--- Available records Enclosed Below ---

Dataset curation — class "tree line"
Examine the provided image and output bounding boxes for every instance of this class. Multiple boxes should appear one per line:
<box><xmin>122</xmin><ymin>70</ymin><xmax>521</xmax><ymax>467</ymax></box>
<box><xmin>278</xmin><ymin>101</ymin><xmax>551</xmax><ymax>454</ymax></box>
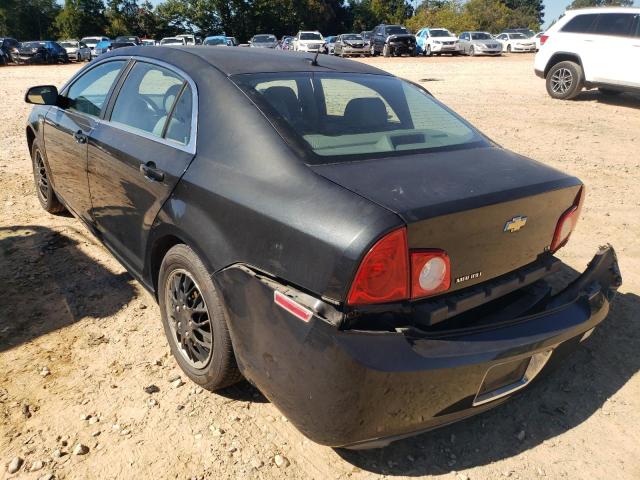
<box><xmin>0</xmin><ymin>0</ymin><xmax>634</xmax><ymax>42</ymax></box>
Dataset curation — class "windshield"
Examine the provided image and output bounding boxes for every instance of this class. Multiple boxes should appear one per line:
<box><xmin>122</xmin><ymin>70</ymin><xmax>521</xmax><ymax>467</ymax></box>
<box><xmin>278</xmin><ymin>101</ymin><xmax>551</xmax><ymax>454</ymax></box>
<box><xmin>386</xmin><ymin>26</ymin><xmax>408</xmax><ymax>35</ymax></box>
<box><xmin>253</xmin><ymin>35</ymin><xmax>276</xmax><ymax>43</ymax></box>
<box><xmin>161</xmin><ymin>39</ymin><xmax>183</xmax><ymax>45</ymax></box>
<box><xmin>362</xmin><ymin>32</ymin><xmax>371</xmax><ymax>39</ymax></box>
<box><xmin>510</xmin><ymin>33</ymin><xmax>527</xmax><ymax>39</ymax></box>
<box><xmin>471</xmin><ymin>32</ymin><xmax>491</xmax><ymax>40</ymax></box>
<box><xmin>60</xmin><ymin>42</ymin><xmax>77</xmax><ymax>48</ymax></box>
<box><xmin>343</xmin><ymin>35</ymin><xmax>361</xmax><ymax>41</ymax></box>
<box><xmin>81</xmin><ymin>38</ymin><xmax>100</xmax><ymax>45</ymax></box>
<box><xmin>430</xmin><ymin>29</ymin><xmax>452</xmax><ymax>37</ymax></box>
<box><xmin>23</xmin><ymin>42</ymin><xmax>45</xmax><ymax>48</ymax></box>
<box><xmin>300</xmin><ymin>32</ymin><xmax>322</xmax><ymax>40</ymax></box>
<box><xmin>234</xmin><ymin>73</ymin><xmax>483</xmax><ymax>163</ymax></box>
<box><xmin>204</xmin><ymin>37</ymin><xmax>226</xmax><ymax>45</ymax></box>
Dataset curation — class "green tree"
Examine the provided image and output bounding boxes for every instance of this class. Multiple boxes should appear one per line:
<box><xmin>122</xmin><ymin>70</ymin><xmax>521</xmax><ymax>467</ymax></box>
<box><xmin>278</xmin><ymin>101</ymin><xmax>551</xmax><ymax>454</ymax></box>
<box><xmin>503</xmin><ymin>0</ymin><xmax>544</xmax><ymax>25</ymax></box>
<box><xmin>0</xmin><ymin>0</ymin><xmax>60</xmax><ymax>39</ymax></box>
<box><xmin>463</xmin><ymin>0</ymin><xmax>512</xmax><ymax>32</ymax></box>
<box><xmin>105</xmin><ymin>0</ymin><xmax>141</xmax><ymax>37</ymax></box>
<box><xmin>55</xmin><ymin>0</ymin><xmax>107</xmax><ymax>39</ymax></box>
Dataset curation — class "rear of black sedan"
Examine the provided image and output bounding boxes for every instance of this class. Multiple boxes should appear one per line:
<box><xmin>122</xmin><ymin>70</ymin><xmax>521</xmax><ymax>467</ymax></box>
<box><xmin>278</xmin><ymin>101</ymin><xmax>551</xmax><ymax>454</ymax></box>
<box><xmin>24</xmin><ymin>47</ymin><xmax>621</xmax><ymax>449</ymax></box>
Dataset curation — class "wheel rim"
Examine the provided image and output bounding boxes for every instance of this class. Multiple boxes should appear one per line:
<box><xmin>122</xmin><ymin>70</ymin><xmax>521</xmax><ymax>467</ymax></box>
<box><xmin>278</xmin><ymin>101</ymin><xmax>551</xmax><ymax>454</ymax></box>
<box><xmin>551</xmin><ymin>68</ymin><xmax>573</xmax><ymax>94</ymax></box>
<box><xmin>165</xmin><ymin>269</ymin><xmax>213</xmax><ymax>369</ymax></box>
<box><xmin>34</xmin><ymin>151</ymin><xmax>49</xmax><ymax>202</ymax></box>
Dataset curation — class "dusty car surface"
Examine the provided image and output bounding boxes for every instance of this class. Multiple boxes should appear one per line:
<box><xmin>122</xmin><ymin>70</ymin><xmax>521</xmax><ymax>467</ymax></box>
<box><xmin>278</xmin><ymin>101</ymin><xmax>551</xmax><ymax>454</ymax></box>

--- End of Enclosed Available records ---

▸ **How to complete this task**: Skipping any pictures, copy the entries exactly as they appear.

▸ **Answer below**:
Dataset curation — class "tree line"
Examine the provided image and output bounding boxes for every instance of this class. Multiple boxes should appear one per line:
<box><xmin>122</xmin><ymin>70</ymin><xmax>521</xmax><ymax>467</ymax></box>
<box><xmin>278</xmin><ymin>101</ymin><xmax>551</xmax><ymax>454</ymax></box>
<box><xmin>0</xmin><ymin>0</ymin><xmax>634</xmax><ymax>42</ymax></box>
Dataset curation — class "windshield"
Examine the provided image and output bounding boxes for every instance of this class. Multiple boxes should appear one per line:
<box><xmin>122</xmin><ymin>70</ymin><xmax>521</xmax><ymax>467</ymax></box>
<box><xmin>278</xmin><ymin>101</ymin><xmax>551</xmax><ymax>454</ymax></box>
<box><xmin>386</xmin><ymin>26</ymin><xmax>408</xmax><ymax>35</ymax></box>
<box><xmin>253</xmin><ymin>35</ymin><xmax>276</xmax><ymax>43</ymax></box>
<box><xmin>161</xmin><ymin>39</ymin><xmax>183</xmax><ymax>45</ymax></box>
<box><xmin>362</xmin><ymin>32</ymin><xmax>371</xmax><ymax>39</ymax></box>
<box><xmin>510</xmin><ymin>33</ymin><xmax>527</xmax><ymax>39</ymax></box>
<box><xmin>471</xmin><ymin>32</ymin><xmax>491</xmax><ymax>40</ymax></box>
<box><xmin>60</xmin><ymin>42</ymin><xmax>77</xmax><ymax>48</ymax></box>
<box><xmin>343</xmin><ymin>35</ymin><xmax>361</xmax><ymax>41</ymax></box>
<box><xmin>81</xmin><ymin>38</ymin><xmax>100</xmax><ymax>45</ymax></box>
<box><xmin>430</xmin><ymin>29</ymin><xmax>452</xmax><ymax>37</ymax></box>
<box><xmin>23</xmin><ymin>42</ymin><xmax>45</xmax><ymax>48</ymax></box>
<box><xmin>300</xmin><ymin>32</ymin><xmax>322</xmax><ymax>40</ymax></box>
<box><xmin>234</xmin><ymin>73</ymin><xmax>483</xmax><ymax>163</ymax></box>
<box><xmin>204</xmin><ymin>37</ymin><xmax>226</xmax><ymax>45</ymax></box>
Dataset curation — class "green tree"
Examine the provided image and output bounding boxes for every instance of this class. Multiple boxes should appear one per line:
<box><xmin>122</xmin><ymin>70</ymin><xmax>521</xmax><ymax>467</ymax></box>
<box><xmin>278</xmin><ymin>101</ymin><xmax>551</xmax><ymax>454</ymax></box>
<box><xmin>503</xmin><ymin>0</ymin><xmax>544</xmax><ymax>25</ymax></box>
<box><xmin>0</xmin><ymin>0</ymin><xmax>60</xmax><ymax>39</ymax></box>
<box><xmin>463</xmin><ymin>0</ymin><xmax>512</xmax><ymax>32</ymax></box>
<box><xmin>105</xmin><ymin>0</ymin><xmax>141</xmax><ymax>37</ymax></box>
<box><xmin>55</xmin><ymin>0</ymin><xmax>107</xmax><ymax>39</ymax></box>
Dataset curation — class "rear of black sedan"
Examine the provided image and output bounding boxes for every instance of this class. Multiple boxes should appear one per line:
<box><xmin>122</xmin><ymin>70</ymin><xmax>521</xmax><ymax>467</ymax></box>
<box><xmin>278</xmin><ymin>101</ymin><xmax>551</xmax><ymax>454</ymax></box>
<box><xmin>24</xmin><ymin>47</ymin><xmax>621</xmax><ymax>449</ymax></box>
Dataset curation — class "wheel rim"
Examine the provided image and output bounding boxes for every instance of this class. Multiple boxes should appear one per line:
<box><xmin>122</xmin><ymin>70</ymin><xmax>521</xmax><ymax>467</ymax></box>
<box><xmin>278</xmin><ymin>101</ymin><xmax>551</xmax><ymax>454</ymax></box>
<box><xmin>551</xmin><ymin>68</ymin><xmax>573</xmax><ymax>94</ymax></box>
<box><xmin>165</xmin><ymin>269</ymin><xmax>213</xmax><ymax>369</ymax></box>
<box><xmin>34</xmin><ymin>151</ymin><xmax>49</xmax><ymax>202</ymax></box>
Dataset curation — class "dusty car surface"
Examine the provided image and output bounding boxes for every instance of this class. Multiple boxes should appear one per line:
<box><xmin>122</xmin><ymin>70</ymin><xmax>521</xmax><ymax>467</ymax></box>
<box><xmin>278</xmin><ymin>101</ymin><xmax>551</xmax><ymax>454</ymax></box>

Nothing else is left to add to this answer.